→ **SELECTED EXTRACT**:
+++

# Impressive model railroad video



## oldSmokey (Jul 31, 2011)

This video was posted on the MRH websight and I thought that I would post it here for those who have not seen it, as I thought it was really great.

http://www.youtube.com/watch?v=KNRbocWYA5M


----------



## tjcruiser (Jan 10, 2010)

*FABULOUS !!! INCREDIBLE !!! SPECTACULAR !!!*

What a fun/creative look at the world in a new way. Some really funny "boys will be boys" scenes in there ... pushing bull into the China shop; cow tipping, peeing in public ...

One of the YouTube commenters pointed out the DeLorean Time Machine Car at 0:56 ... clever.

Thanks for sharing ... this made my day!

TJ


----------



## mopac (Feb 24, 2011)

That is one heck of a video. Thanks for showing.


----------



## Massey (Apr 16, 2011)

Love it. My favorite is the kid playing in the cop car, and depanting the mugger. Love the referance to the Time machine now only do you see the time machine but there is a truck with a sign for Brown Flux Capacitors (as in Doc Brown). It is good to see some creative work like this. I was beginning to think that the kid's watch breaking was going to leave the people frozen but releasing the trains which would explain how a model railraod works.

Massey


----------



## glgraphix (Dec 21, 2008)

*You got to see this video.....*

This was sent to me by one of our Club members....

Very kool video, really would like to say that THAT was MY layout... really nice.

Check it out, lots of Sponsor plugs...

http://www.youtube.com/watch?v=KNRbocWYA5M


----------



## jonyb (Mar 20, 2011)

Oh wow!!! Undescribable...


----------



## sstlaure (Oct 12, 2010)

Very cool combination of modelling and computer graphics.


----------



## xrunner (Jul 29, 2011)

Yes very cool, but the people in that world ... don't ... have ... eyes ...


----------



## tjcruiser (Jan 10, 2010)

Hey guys,

I merged two near-identical threads into one ... they were both referencing the same animated video.

Cheers,

TJ


----------



## jzrouterman (Nov 27, 2010)

Fantastic! Great animation! And the storyline is SUPERPB!!! Completely different. :thumbsup::thumbsup::appl:

Routerman


----------



## raleets (Jan 2, 2011)

Loved it!......I normally don't dig animation stuff, but that was incredible!!

+++

→ **STATED GOAL A**: Using the forum thread about the model railroad video, decide whether each statement agrees with it. Answer yes or no and quote the thread's deciding words. (i) tjcruiser combined two threads about the same animated video. (ii) A YouTube commenter noted the DeLorean Time Machine Car at 1:56. (iii) raleets usually enjoys animation.
→ **STATED GOAL B**: Rewrite the listing, swapping "game-film study" for "sports footage review" and leaving everything else unchanged.
The listing has nothing to do with the forum thread.

→ **Raw records**:

+++

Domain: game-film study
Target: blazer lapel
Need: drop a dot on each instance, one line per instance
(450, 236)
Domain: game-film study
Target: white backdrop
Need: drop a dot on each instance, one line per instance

+++

→ **EXPECTED ANSWER A**:
(i) Yes: "I merged two near-identical threads into one ... they were both referencing the same animated video."
(ii) No: "the DeLorean Time Machine Car at 0:56"
(iii) No: "I normally don't dig animation stuff"

→ **EXPECTED ANSWER B**:
Domain: sports footage review
Target: blazer lapel
Need: drop a dot on each instance, one line per instance
(450, 236)
Domain: sports footage review
Target: white backdrop
Need: drop a dot on each instance, one line per instance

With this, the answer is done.